__Text block__
Websters Bar is many things, one of which is a whisky bar. Ray’s love for bourbon and rye played a big part in the spirit having such a prominence in the venue; what started off as 138 whiskies behind the bar quickly escalated, however.

“The scope of over 1,000 whiskies on the bar was never something that was conceivable really,” he says. “We were happy with every bottle number we went up. Getting to 300 and 400 was exciting enough. It developed from requests of customers and looking into the industry.

“Building Websters into a ‘Whisky Bar’ took a lot of support from the industry. You guys, obviously Matt Bailey in particular, have been a massive help in supporting that. Adding the quality of Society whisky to our bar was a no-brainer, and we are humbled that you have given us that respect. Oh, and Society whisky is a damn fine selection, that never hurts.

“There have been a lot of customers, who I now call very good mates, that have helped with their passion for Society whisky. I’m certainly still a ‘noob’ to it and I’m enjoying the road so far. It’s an in-depth list of distilleries and whisky knowledge the Society holds, the most important part of that to me is everyone involved has been completely open-armed and inviting. You could easily be daunted approaching such a catalogue, however, it has never felt like that at any moment.”

__Provided data__
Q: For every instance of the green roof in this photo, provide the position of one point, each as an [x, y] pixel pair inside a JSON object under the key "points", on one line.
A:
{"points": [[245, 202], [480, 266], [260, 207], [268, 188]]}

__Exercise directions__
Reproduce the passage about Websters Bar between "Websters Bar is" and "that never hurts.", inclusive.

__Written answer__
Websters Bar is many things, one of which is a whisky bar. Ray’s love for bourbon and rye played a big part in the spirit having such a prominence in the venue; what started off as 138 whiskies behind the bar quickly escalated, however.

“The scope of over 1,000 whiskies on the bar was never something that was conceivable really,” he says. “We were happy with every bottle number we went up. Getting to 300 and 400 was exciting enough. It developed from requests of customers and looking into the industry.

“Building Websters into a ‘Whisky Bar’ took a lot of support from the industry. You guys, obviously Matt Bailey in particular, have been a massive help in supporting that. Adding the quality of Society whisky to our bar was a no-brainer, and we are humbled that you have given us that respect. Oh, and Society whisky is a damn fine selection, that never hurts.